Écrivez la suite du texte sur l'histoire d'une erreur, en reprenant juste après sa dernière phrase.

● **Texte à lire**
····················

Le Crépuscule des idoles (4)

mercredi 28 mars 2012, par Friedrich Nietzsche

Histoire d’une erreur.

1.


Le monde vrai, accessible au sage, au religieux, au vertueux, — il vit en lui, il est lui-même ce monde.
(La forme la plus ancienne de l’idée, relativement intelligente, simple, convaincante. Périphrase de la proposition : « Moi Platon, je suis la vérité. »)

2.


Le monde vrai, inaccessible pour le moment, mais promis au sage, au religieux, au vertueux (« pour le pécheur qui fait pénitence »).
(Progrès de l’idée : elle devient plus fine, plus insidieuse, plus insaisissable, — elle devient femme, elle devient chrétienne...)

3.


Le « monde vrai », inaccessible, indémontrable, que l’on ne peut pas promettre, mais, même s’il n’est qu’imaginé, une consolation, un impératif.
(L’ancien soleil au fond, mais obscurci par le brouillard et le doute ; l’idée devenue pâle, nordique, königsbergienne [1].)

4.


Le monde vrai — inaccessible ? En tous les cas pas encore atteint. Donc, en tant que tel, inconnu. C’est pourquoi il ne console ni ne sauve plus, il n’oblige plus à rien : comment une chose inconnue pourrait-elle nous obliger à quelque chose ?...
(Aube grise. Premier bâillement de la raison. Chant du coq du positivisme.)

5.


Le « monde vrai » — une idée qui ne sert plus de rien, qui n’oblige même plus à rien, — une idée devenue inutile et superflue, par conséquent, une idée réfutée : supprimons-la !
(Journée claire ; premier déjeuner ; retour du bon sens et de la gaieté ; Platon rougit de honte et tous les esprits libres [2] font un vacarme du diable.)

6.


Le « monde vrai », nous l’avons aboli : quel monde nous est resté ? Le monde des apparences peut-être ?... Mais non ! avec le monde-vérité nous avons aussi aboli le monde des apparences !

····················

● **Données fournies**
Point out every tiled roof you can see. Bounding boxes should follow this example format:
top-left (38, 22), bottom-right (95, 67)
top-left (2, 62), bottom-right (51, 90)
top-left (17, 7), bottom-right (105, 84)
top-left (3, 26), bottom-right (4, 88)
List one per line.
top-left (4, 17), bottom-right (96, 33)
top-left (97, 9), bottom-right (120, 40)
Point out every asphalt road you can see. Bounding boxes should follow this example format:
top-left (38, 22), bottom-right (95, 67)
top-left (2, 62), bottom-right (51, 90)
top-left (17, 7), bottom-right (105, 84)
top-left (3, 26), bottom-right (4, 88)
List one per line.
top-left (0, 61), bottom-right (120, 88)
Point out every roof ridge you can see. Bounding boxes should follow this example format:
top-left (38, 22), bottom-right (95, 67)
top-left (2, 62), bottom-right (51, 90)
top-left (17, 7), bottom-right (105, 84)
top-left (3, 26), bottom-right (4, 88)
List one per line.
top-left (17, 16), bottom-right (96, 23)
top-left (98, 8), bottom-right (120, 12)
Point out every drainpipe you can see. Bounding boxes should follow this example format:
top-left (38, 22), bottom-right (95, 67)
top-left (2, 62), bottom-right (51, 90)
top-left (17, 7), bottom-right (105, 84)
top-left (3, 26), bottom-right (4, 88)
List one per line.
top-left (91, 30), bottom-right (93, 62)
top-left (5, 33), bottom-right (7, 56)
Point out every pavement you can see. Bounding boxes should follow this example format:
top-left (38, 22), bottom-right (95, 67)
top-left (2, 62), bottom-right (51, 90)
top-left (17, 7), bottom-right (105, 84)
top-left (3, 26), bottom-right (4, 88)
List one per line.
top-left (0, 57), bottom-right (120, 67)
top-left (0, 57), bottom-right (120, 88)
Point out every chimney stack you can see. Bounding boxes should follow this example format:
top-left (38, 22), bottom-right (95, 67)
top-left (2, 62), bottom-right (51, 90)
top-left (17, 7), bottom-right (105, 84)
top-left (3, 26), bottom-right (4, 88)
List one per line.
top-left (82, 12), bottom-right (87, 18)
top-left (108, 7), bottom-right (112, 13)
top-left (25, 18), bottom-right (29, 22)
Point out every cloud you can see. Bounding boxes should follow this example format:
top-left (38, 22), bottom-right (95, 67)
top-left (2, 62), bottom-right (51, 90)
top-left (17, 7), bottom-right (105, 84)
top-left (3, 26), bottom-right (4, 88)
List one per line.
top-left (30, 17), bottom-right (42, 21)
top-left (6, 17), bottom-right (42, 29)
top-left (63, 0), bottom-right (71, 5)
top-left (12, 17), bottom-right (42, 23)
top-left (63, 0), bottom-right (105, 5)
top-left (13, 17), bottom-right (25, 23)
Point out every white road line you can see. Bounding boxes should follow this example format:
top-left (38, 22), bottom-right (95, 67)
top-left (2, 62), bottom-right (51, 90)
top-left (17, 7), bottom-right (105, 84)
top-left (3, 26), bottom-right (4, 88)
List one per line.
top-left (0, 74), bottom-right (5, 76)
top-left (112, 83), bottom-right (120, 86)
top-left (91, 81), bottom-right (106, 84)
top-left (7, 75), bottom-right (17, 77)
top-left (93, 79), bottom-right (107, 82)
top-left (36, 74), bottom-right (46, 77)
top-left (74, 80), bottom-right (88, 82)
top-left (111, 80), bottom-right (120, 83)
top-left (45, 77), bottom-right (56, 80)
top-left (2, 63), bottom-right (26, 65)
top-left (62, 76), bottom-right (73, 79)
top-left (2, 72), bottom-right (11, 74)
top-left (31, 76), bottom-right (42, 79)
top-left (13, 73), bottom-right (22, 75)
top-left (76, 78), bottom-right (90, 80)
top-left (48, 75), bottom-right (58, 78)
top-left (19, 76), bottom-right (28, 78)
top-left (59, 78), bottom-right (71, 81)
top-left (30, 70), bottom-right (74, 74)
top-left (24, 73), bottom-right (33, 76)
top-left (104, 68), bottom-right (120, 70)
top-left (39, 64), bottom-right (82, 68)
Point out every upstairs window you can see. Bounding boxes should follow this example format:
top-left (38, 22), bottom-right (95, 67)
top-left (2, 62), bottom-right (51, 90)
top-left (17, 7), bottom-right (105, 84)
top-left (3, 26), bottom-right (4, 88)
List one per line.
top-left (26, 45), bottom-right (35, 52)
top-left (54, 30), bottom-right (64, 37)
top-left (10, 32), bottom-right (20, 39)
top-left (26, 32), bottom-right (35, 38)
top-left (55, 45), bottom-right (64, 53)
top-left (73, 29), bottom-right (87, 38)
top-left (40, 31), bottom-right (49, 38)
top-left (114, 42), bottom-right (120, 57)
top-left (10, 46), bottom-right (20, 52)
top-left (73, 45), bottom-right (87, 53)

····················

● **Réponse attendue**
Midi ; moment de l’ombre la plus courte ; fin de l’erreur la plus longue ; point culminant de l’humanité ; INCIPIT ZARATHOUSTRA [3].)

P.-S.

Traduit de l’allemand par Henri Albert, traduction révisée par Jean Lacoste, Friedrich Nietzsche, Le crépuscule des idoles ou Comment on philosophe au marteau, in Œuvres, tome II, Robert Laffont, coll. Bouquins, 1993, pp. 967-968.

Notes

[1Allusion à Kant qui ne quitta presque jamais sa ville de Königsberg, en Prusse-Orientale.

[2Nietzsche oppose volontiers les "libres penseurs" — ces "pâles athées, antéchrists, immoralistes, nihilistes, ces sceptiques" qui sont "l’honneur de notre temps" (La Généalogie de la morale, troisième dissertation, § 24) — et les "esprits libres" qui ont engagé le combat contre la croyance en la vérité elle-même et qui sont les seuls capables de transvaluer les valeurs : "Ne sous-estimons pas ceci : nous-mêmes, nous autres esprits libres, nous sommes déjà une ’transvaluation de toutes les valeurs’, une vivante déclaration de guerre et de victoire contre toutes les vieilles conceptions du ’vrai’ et du ’faux’" (L’Antéchrist, § 13).

[3"C’est le commencement de Zarathoustra" Cf. Ainsi parlait Zarathoustra, IV, "En plein midi".